» SELECTED EXTRACT
#####
If you want a taste of what Weird Tales readers found so alluring about ‘star’ author Edmond Hamilton, his “The Metal Giants” (Weird Tales, December 1926) is now a new one-hour reading on Librivox.
Lovecraft called the crowd-pleasing formula writer “indefatigable & repetitious” and he assured a correspondent that, if he were to enter the field of ‘interplanetary fiction’… “you may depend upon it that I shall not choose Edmond Hamilton [as a model]”. That said, in 1926 Lovecraft did admire his “The Monster-God of Mamurth” tale, and I recall that they met at some point and got on well. He was also surprised to find he liked the Hamilton tale “Child of the Winds” in the May 1936 Weird Tales (“Hamilton(!!)” he exclaimed in a letter).
#####
» RECORDED INFORMATION
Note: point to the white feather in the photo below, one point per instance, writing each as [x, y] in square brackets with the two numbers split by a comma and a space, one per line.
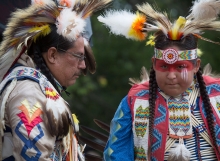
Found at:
#####
» EXERCISE INSTRUCTIONS
1. Reproduce part of the Edmond Hamilton passage word for word, beginning at the words that have "If you want" and stopping after "in a letter).".
2. Carry on the Edmond Hamilton passage from its last sentence.
The listing comes from a source unrelated to the Edmond Hamilton passage.

» RESPONSE LIST
1.
If you want a taste of what Weird Tales readers found so alluring about ‘star’ author Edmond Hamilton, his “The Metal Giants” (Weird Tales, December 1926) is now a new one-hour reading on Librivox.
Lovecraft called the crowd-pleasing formula writer “indefatigable & repetitious” and he assured a correspondent that, if he were to enter the field of ‘interplanetary fiction’… “you may depend upon it that I shall not choose Edmond Hamilton [as a model]”. That said, in 1926 Lovecraft did admire his “The Monster-God of Mamurth” tale, and I recall that they met at some point and got on well. He was also surprised to find he liked the Hamilton tale “Child of the Winds” in the May 1936 Weird Tales (“Hamilton(!!)” he exclaimed in a letter).

2.
While searching for the name, I found more evidence for the influence of Kipling’s seminal “With The Night Mail” on science-fiction…
“… an article in the February 1922 Science and Invention, ‘10,000 Years Hence’. Howard Brown provided a stunning illustration of floating health cities (like huge health farms) kept aloft in the upper atmosphere by power rays drawing their energy from the sun. Gernsback described how these cities could be directed to move around the Earth [keeping pace with the sun], a concept one might believe inspired two later noted works of science fiction, Edmond Hamilton’s “Cities in the Air” (1929) and James Blish’s Earthman, Come Home (1955), were it not that neither author knew of the article.”
The above is from the pulp/early SF survey book The Time Machines, Liverpool University Press, which does not mention Kipling even once.
Ah, but these authors would have known of Kipling, the obvious source for such ideas. The direct inspiration being drawn from “With The Night Mail” will be obvious to anyone who has read it. Kipling’s cloud-breakers + permanently aloft sun-powered airships = “Cities in the Air”. Kipling’s giant and ascending ‘consumptive’ hospital airships = hospital cities in the upper atmosphere.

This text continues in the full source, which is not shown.